** Start Text excerpt **

But he wasn't brave enough against Croatia and Italy: That's the style they play, they almost always give you the impression that they're there for the taking. It's an illusion. They're begging you to give them space to exploit. See what happened the one time Brazil were caught with their defensive line high, while 1-0 up, against Croatia the other day?

But he hasn't beaten the "big boys": There's truth to that. But it shouldn't be used as an argument to undermine England's wins in the knockouts. Denmark was a bloody good team with players on a mission. Colombia absolutely destroyed Argentina in the CA and they were unlucky the game went to penalties. Knockouts are weird games where the favourites have so much to lose and so much pressure to deal with.

But he constantly picks the same players and he has his favourites: That's the best thing he's done. These are the types of tournaments - with the players getting locked up in a hotel/training ground for a month and playing " a final" every 3-4 days - where togetherness, familiarity and a good dressing room is of the utmost importance. Argentina, Croatia and Morroco are prime examples of how good atmosphere and comaraderie can turn into belief. The one thing Deschamps fixed from the Euros last year was the French dressing room that looked like a version of Big Brother.

But he doesn't use his 5 changes to affect the course of the game: Did Deschamps? He made only one change and that when he was winning. Why change things when the main plan is paying dividends? How did it work out for Santos a few hours back? How did it work for Tite, who fecked up his entire frontline? Probably made things more complicated for both teams. Being able to change half of your outfield players is still a very fresh and absolutely MASSIVE change in the game of football. Even when it was introduced in the PL, the two great team-builders of our era rarely used it (and the Caf was laughing). It proposes an unfamiliar level of tactical intervention that is still under assessment, not from Gareth freaking Southgate, but from the best managers and their staffs.

He's done mistakes, he's made bad decisions and he had occasionally wet the bed, too. But the foundations, the basic principals and requirements around which a solid NT is built are there. There's the issue of fatigue, after so many years. It happens to everyone. There are only so many times you can convince your players and yourself to give it one more try. Maybe he'll stay and things will go south. Maybe another manager will finally win a tournament with a few crucial tweaks of his own here and there. But you are not in point zero to demand his head with such ease. Make the bad choice and you can easily go backwards.

As a neutral, i thought England were very good yesterday. It was a quality game, probably the best the European continent has to offer nowadays. And for the last couple of years, this is England's level. No trophy, i know, but no need for anger and self-flagellation. It's very tough to go all the way in these tournaments and it needs a certain amount of luck that you so desperately need. But you can't control that. All you can do is be in the whereabouts. And England have done that under Southgate.

** End Text excerpt **
** Start Extracted records **

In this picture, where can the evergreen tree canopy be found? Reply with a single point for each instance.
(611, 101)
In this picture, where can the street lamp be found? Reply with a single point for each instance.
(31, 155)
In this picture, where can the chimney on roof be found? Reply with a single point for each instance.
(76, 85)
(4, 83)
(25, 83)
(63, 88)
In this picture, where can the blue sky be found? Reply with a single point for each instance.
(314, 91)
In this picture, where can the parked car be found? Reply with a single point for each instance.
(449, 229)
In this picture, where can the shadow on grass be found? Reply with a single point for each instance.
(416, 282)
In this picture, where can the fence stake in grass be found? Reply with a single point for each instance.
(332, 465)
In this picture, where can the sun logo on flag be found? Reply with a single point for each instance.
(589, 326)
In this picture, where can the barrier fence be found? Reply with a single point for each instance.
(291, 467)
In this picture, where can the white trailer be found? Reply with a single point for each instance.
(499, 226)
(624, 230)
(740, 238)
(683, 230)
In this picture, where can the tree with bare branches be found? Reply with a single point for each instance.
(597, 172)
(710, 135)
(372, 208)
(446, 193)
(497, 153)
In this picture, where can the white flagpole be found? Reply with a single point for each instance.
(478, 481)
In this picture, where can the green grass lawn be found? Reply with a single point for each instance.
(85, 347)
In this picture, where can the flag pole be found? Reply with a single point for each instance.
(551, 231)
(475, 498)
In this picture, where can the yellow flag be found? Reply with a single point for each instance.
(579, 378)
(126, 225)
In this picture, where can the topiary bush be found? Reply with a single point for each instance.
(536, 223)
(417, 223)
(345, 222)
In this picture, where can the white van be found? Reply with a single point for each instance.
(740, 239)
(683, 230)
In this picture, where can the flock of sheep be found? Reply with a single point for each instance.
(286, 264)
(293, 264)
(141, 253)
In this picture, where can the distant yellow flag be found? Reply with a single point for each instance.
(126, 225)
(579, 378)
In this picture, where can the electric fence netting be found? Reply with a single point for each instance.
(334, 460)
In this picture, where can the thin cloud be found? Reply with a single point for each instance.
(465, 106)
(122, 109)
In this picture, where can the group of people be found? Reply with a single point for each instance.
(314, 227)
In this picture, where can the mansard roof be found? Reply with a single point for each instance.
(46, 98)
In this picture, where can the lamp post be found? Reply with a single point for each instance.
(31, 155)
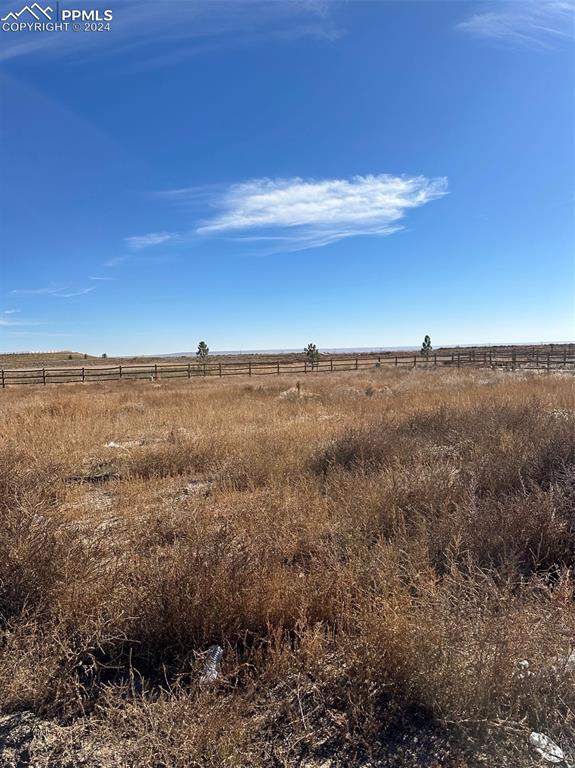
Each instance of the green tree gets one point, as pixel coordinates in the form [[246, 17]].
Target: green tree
[[312, 354], [203, 350]]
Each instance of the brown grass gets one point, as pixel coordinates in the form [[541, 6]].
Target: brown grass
[[375, 557]]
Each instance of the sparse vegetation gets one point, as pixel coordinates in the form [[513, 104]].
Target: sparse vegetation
[[375, 558]]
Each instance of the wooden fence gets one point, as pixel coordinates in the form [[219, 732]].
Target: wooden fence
[[474, 358]]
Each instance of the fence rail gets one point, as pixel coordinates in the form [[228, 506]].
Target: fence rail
[[482, 359]]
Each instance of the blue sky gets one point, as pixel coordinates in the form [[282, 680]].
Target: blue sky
[[265, 174]]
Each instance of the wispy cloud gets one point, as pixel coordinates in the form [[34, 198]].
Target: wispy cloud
[[61, 292], [156, 34], [137, 242], [82, 292], [115, 261], [35, 291], [535, 23], [7, 319], [294, 214]]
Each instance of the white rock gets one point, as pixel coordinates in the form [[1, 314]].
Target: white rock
[[546, 748]]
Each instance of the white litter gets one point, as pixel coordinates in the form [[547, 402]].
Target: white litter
[[546, 748], [211, 668], [522, 670]]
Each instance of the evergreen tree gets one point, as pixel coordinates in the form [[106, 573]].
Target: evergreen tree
[[312, 354], [426, 347], [203, 350]]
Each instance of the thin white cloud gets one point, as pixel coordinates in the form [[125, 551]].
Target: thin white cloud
[[62, 292], [35, 291], [7, 320], [156, 34], [535, 23], [83, 292], [116, 261], [302, 213], [137, 242]]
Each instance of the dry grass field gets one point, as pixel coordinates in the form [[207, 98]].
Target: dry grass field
[[377, 554]]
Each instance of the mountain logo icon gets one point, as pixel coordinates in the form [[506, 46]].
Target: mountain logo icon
[[35, 10]]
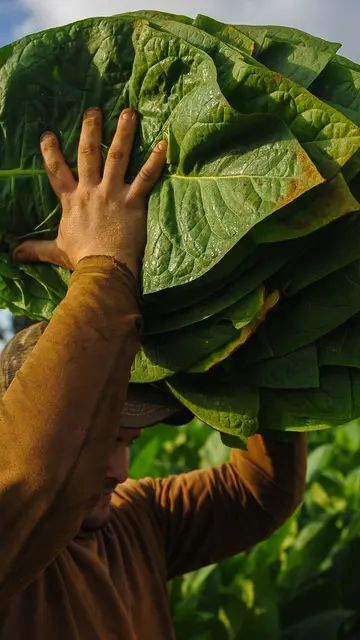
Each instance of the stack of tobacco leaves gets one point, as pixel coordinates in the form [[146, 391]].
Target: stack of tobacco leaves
[[251, 276]]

** End Extracted records **

Tasks to perform:
a: Answer each question about the text on Gareth Southgate and England on its own line, marked (i), (ii) and (iii): (i) How many changes did Deschamps make, and what was the score situation when he made it? (ii) Which team did Colombia destroy in the CA? (iii) How does the writer, as a neutral, rate England's performance yesterday?
b: Continue the text on Gareth Southgate and England from where it stops.

Results of the exercise:
a:
(i) Deschamps made only one change, and he made it while his team was winning.
(ii) Colombia destroyed Argentina.
(iii) The writer thought England were very good.

b:
Some people will scoff, but i think it was the best you've looked in WC knockouts since 1990. Granted, your good performances have been rather few since then, but it was a proper European derby last night.
Spot on. The growth of the team in each major tournament since the current boss took over is striking.
 
People want him to be less conservative but you could argue all four semi finalists play with a safety first approach. The main thing he is lacking is experienced leaders in the squad, which will only come with time.
The Sterling and Mount changes killed him. They made no sense other than Southgate reverting back to old reliable when the pressure was on. That’s not really safety first but a manager who froze.
How he managed Rashford was a joke. Imagine having Kane drop deep and not giving him an option that runs in behind to hit. That’s what you saw on the second half, Kane taking himself out of the box with nobody filling in to stretch the play so they lose a goal threat for no reward. It’s as if England played with 3 number 10s across their front 3. Rashford was right there, he’ll Maddison was right there as well who does Kanes 10 impression better than Kane does. Let Kane get on the end of Maddison’s through balls but he brings on Mount!
 
It’s a very good squad, particularly in the forward positions but you’ve still only got Walker, Bellingham and Kane that would get in that French side at this moment in time I reckon.

People do need to get some perspective when they talk about how amazing the squad us. Our defence and midfield struggle to even play a forward pass.

So with that being said, last night was definitely not anything to be ashamed of.
 
You get knocked out because your captain missed a penalty and one of your CBS let giroud score a winner, in a match you were superior in, in which you sub's were actually effective but supposedly its your tactics at fault. This nonsense thinking is exactly why a number of England fans don't deserve success.
:lol:
That's a rather basic way of looking at it. It seems you haven't assessed Southgates in game management and lack of plan B.
 
I don’t get why rashford didn’t get many starts despite scoring 2 in one game and scoring in his first touch when he came on. Rashfords one player who would have ran at the French defence and caused them trouble. He should have had foden in CAM with rashford and saka out wide. And gone with a 4-2-3-1.
Haha that is because Rashford missed a crucial penalty in the shootout against Italy and obviously coach will hold a grudge against him. Plus sterling is known for getting penalties although in the end,it was 2 other players who earned the penalties for England.
 
Harry Kane seldom score in open play for England in knockout stages. In fact, he hardly score in open play against big teams.

England is effectively playing without a striker. Kane is a provider. Thus can't score. Need to depend on penalties.
 
It’s a good squad, particularly in the forward positions but you’ve still only got Walker, Bellingham and Kane that would get in that French side at this moment in time I reckon.

People do need to get some perspective when they talk about how amazing the squad us. Our defence and midfield struggle to even play a forward pass.

So with that being said, last night was definitely not anything to be ashamed of.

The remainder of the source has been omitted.